→ **What the task asks**: Render the listing below as a Markdown table with the columns Row and Line. Give each line its own numbered row and leave out blank lines.
──────────────────────────────
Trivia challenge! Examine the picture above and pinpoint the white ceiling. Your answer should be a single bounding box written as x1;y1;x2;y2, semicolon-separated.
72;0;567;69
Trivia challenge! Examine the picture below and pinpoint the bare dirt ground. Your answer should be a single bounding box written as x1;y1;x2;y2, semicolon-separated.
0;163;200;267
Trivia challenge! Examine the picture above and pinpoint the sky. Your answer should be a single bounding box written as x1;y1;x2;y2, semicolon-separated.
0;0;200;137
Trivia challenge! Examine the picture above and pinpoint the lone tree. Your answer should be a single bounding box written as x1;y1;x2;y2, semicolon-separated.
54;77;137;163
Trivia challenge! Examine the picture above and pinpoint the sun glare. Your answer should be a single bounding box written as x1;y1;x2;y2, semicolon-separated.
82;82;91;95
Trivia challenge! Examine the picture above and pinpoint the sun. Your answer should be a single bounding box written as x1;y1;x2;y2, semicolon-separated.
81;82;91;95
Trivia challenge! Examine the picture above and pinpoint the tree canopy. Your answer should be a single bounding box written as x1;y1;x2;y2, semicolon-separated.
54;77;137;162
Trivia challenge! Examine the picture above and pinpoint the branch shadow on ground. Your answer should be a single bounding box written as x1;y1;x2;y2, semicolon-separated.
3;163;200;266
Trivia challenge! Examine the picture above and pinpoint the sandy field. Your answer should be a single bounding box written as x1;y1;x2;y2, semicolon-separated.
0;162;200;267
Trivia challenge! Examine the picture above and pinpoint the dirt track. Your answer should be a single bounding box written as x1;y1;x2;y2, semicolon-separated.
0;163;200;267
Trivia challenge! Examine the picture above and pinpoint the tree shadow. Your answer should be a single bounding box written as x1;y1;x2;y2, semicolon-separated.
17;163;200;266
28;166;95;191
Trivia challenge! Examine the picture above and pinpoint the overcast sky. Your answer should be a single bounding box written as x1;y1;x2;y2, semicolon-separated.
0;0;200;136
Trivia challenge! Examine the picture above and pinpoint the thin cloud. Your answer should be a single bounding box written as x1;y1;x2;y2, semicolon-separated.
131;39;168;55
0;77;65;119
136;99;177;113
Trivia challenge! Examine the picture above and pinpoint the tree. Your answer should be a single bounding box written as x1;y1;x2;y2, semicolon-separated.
──────────────────────────────
→ **Task answer**:
| Row | Line |
|---|---|
| 1 | Trivia challenge! Examine the picture above and pinpoint the white ceiling. Your answer should be a single bounding box written as x1;y1;x2;y2, semicolon-separated. |
| 2 | 72;0;567;69 |
| 3 | Trivia challenge! Examine the picture below and pinpoint the bare dirt ground. Your answer should be a single bounding box written as x1;y1;x2;y2, semicolon-separated. |
| 4 | 0;163;200;267 |
| 5 | Trivia challenge! Examine the picture above and pinpoint the sky. Your answer should be a single bounding box written as x1;y1;x2;y2, semicolon-separated. |
| 6 | 0;0;200;137 |
| 7 | Trivia challenge! Examine the picture above and pinpoint the lone tree. Your answer should be a single bounding box written as x1;y1;x2;y2, semicolon-separated. |
| 8 | 54;77;137;163 |
| 9 | Trivia challenge! Examine the picture above and pinpoint the sun glare. Your answer should be a single bounding box written as x1;y1;x2;y2, semicolon-separated. |
| 10 | 82;82;91;95 |
| 11 | Trivia challenge! Examine the picture above and pinpoint the sun. Your answer should be a single bounding box written as x1;y1;x2;y2, semicolon-separated. |
| 12 | 81;82;91;95 |
| 13 | Trivia challenge! Examine the picture above and pinpoint the tree canopy. Your answer should be a single bounding box written as x1;y1;x2;y2, semicolon-separated. |
| 14 | 54;77;137;162 |
| 15 | Trivia challenge! Examine the picture above and pinpoint the branch shadow on ground. Your answer should be a single bounding box written as x1;y1;x2;y2, semicolon-separated. |
| 16 | 3;163;200;266 |
| 17 | Trivia challenge! Examine the picture above and pinpoint the sandy field. Your answer should be a single bounding box written as x1;y1;x2;y2, semicolon-separated. |
| 18 | 0;162;200;267 |
| 19 | Trivia challenge! Examine the picture above and pinpoint the dirt track. Your answer should be a single bounding box written as x1;y1;x2;y2, semicolon-separated. |
| 20 | 0;163;200;267 |
| 21 | Trivia challenge! Examine the picture above and pinpoint the tree shadow. Your answer should be a single bounding box written as x1;y1;x2;y2, semicolon-separated. |
| 22 | 17;163;200;266 |
| 23 | 28;166;95;191 |
| 24 | Trivia challenge! Examine the picture above and pinpoint the overcast sky. Your answer should be a single bounding box written as x1;y1;x2;y2, semicolon-separated. |
| 25 | 0;0;200;136 |
| 26 | Trivia challenge! Examine the picture above and pinpoint the thin cloud. Your answer should be a single bounding box written as x1;y1;x2;y2, semicolon-separated. |
| 27 | 131;39;168;55 |
| 28 | 0;77;65;119 |
| 29 | 136;99;177;113 |
| 30 | Trivia challenge! Examine the picture above and pinpoint the tree. Your answer should be a single bounding box written as x1;y1;x2;y2, semicolon-separated. |